7. Performance by Collateral Agent of Each Grantor's
Obligations. If any Grantor fails to perform or comply with any of its
agreements contained herein and the Collateral Agent, as provided for by the
terms of this Security Agreement, shall itself perform or comply, or otherwise
cause performance or compliance, with such agreement, the expenses of the
Collateral Agent incurred in connection with such performance or compliance,
together with interest thereon at a rate per annum specified in the Indenture,
shall be payable by such Grantor to the Collateral Agent on demand and shall
constitute Obligations secured hereby.

WHAT YOU WILL DO.
#1 State how many lines of the listing contain the string "helmet", giving only the number.
#2 Resume the security agreement passage, starting right after its final sentence.
The security agreement passage has no connection to the listing.

MATERIALS PROVIDED.
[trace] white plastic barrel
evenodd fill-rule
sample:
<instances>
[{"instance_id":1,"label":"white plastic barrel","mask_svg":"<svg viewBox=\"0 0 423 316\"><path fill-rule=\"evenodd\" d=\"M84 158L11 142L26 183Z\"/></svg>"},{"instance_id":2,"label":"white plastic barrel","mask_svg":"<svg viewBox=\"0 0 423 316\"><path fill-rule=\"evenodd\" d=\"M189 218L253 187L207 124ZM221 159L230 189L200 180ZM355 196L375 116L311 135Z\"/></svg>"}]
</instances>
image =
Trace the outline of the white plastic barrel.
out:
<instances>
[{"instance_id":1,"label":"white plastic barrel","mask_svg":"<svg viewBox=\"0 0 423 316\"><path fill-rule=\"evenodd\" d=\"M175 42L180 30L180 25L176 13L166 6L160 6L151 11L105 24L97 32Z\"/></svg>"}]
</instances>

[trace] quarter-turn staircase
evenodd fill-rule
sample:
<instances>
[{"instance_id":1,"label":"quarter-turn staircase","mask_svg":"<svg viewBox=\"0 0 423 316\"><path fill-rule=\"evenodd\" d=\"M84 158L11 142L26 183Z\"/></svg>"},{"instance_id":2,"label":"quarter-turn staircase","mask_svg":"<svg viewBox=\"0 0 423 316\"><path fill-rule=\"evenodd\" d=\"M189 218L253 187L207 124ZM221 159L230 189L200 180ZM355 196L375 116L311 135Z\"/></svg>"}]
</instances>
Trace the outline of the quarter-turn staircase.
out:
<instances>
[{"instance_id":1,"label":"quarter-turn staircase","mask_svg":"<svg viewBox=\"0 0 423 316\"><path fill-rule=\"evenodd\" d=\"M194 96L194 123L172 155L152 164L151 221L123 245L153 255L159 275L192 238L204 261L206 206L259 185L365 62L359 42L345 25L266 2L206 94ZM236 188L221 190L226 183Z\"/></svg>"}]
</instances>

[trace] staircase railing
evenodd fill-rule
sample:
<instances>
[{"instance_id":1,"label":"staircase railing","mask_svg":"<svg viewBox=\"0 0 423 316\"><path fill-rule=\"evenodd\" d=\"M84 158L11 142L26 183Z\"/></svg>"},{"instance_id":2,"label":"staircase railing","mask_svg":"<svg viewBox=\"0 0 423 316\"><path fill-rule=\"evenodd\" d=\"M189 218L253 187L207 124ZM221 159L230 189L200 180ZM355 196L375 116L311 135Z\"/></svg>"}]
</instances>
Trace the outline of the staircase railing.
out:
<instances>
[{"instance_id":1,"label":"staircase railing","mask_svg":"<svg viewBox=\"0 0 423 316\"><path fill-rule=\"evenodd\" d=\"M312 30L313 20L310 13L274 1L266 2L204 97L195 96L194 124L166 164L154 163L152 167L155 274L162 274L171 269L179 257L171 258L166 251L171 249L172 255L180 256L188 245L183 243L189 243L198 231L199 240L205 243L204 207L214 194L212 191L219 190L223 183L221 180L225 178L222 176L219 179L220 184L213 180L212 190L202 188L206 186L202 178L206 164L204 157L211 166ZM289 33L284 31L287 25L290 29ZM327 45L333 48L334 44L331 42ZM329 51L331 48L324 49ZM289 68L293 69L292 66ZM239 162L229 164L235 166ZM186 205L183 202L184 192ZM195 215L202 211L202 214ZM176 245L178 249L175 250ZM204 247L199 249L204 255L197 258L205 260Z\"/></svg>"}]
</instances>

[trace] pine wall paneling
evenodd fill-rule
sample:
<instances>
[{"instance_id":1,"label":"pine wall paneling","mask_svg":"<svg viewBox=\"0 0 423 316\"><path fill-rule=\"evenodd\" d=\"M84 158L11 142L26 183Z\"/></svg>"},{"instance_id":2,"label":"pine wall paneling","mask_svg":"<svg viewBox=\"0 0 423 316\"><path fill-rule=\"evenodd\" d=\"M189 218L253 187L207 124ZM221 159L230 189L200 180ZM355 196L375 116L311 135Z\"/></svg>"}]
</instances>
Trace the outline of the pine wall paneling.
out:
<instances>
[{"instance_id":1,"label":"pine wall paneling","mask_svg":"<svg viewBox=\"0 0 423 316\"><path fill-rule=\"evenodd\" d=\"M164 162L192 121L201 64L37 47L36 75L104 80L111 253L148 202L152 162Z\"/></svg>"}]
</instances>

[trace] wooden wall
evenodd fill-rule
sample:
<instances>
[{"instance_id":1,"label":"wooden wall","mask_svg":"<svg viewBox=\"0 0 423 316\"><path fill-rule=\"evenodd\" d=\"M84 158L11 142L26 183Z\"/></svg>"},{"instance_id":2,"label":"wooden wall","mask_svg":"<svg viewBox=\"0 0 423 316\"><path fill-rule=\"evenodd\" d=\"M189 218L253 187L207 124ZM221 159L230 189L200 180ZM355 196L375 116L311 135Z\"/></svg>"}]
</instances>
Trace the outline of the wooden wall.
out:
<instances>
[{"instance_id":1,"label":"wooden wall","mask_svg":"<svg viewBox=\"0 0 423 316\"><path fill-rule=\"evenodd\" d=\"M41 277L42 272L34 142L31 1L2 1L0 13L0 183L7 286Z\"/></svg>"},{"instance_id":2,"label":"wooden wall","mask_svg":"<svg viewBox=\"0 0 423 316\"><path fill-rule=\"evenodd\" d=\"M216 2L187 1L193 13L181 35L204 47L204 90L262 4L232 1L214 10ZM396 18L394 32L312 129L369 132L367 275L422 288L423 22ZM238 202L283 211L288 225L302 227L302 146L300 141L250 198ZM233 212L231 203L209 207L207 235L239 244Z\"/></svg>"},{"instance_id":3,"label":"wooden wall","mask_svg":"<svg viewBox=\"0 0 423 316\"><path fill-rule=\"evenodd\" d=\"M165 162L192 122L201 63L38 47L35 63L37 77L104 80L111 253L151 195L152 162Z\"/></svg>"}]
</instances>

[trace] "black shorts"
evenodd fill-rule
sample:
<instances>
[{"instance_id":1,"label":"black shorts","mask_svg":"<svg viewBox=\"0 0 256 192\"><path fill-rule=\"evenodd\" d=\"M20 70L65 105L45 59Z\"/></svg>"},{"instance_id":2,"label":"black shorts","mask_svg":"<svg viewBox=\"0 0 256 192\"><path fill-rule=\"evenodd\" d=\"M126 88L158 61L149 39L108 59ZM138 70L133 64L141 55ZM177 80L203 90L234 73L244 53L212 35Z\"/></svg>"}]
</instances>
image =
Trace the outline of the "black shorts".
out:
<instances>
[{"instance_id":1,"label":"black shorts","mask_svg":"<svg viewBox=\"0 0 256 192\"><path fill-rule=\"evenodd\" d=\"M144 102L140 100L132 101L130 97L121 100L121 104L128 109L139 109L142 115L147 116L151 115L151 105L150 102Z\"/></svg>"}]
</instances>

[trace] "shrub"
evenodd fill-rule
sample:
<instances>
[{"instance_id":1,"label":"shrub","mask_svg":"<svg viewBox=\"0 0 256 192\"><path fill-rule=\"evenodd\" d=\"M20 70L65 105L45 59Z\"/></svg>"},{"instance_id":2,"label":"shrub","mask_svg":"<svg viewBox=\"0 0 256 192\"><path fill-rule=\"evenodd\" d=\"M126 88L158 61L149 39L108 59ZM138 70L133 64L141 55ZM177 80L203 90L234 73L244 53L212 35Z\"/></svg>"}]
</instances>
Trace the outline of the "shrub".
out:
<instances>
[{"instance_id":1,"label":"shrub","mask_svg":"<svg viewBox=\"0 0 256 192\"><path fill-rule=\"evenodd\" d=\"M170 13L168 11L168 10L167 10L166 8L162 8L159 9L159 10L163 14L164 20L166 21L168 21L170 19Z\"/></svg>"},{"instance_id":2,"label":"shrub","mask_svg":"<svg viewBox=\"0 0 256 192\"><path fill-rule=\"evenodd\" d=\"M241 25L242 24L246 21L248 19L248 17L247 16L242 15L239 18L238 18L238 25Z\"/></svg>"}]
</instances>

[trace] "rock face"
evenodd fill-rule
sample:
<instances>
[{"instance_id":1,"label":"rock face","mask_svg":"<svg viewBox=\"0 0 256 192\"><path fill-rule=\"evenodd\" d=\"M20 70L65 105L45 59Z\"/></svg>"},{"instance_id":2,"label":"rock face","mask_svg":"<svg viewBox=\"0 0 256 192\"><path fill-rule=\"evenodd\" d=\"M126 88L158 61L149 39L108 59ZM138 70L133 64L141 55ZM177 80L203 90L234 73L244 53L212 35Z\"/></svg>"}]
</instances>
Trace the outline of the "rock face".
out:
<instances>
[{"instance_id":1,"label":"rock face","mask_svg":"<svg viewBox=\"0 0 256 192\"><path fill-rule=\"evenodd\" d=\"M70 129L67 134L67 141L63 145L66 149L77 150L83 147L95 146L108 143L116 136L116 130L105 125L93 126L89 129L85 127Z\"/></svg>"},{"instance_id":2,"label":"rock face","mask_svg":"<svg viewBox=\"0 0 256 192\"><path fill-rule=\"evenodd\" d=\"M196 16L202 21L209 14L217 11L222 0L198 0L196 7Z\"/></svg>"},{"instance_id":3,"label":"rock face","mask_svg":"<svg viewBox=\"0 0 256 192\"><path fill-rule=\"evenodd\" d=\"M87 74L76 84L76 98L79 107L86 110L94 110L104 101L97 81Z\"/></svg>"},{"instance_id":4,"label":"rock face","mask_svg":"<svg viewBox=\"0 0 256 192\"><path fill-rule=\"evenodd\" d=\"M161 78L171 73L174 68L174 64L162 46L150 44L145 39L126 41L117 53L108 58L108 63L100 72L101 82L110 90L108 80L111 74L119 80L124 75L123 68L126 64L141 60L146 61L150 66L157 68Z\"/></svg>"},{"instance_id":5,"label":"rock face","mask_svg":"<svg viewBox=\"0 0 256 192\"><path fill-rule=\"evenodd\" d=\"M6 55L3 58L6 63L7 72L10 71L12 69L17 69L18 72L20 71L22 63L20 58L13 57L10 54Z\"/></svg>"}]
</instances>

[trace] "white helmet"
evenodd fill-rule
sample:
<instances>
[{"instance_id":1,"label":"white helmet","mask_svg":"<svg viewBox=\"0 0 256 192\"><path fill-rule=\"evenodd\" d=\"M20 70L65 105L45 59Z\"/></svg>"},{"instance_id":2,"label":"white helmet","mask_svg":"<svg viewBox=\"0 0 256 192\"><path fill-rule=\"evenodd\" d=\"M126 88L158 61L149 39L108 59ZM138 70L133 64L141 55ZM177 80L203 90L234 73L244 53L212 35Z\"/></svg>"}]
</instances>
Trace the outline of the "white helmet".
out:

RESULTS OF THE TASKS.
#1 3

#2
8. Proceeds. In addition to the rights of the Collateral
Agent specified in Section 3(d) with respect to payments of Accounts, it is
agreed that if an Event of Default shall occur and be continuing (a) all
Proceeds received by each Grantor consisting of cash, checks and other
instruments shall be held by such Grantor in trust for the Collateral Agent,
segregated from other funds of such Grantor, and shall, forthwith upon receipt
by such Grantor, be turned over to the Collateral Agent in the exact form
received by such Grantor (duly indorsed by such Grantor to the Collateral
Agent, if required), and (b) any and all such Proceeds received by the
Collateral Agent (whether from such Grantor or otherwise) may, in the sole
discretion of the Collateral Agent, be held by the Collateral Agent as
collateral security for, and/or then or at any time thereafter may be applied
by the Collateral Agent against, the Obligations (whether matured or
unmatured), such application to be in such order as the Collateral Agent shall
elect. Any balance of such Proceeds remaining after the Obligations shall have
been paid in full shall be paid over to such Grantor or to whomsoever may be
lawfully entitled to receive the same.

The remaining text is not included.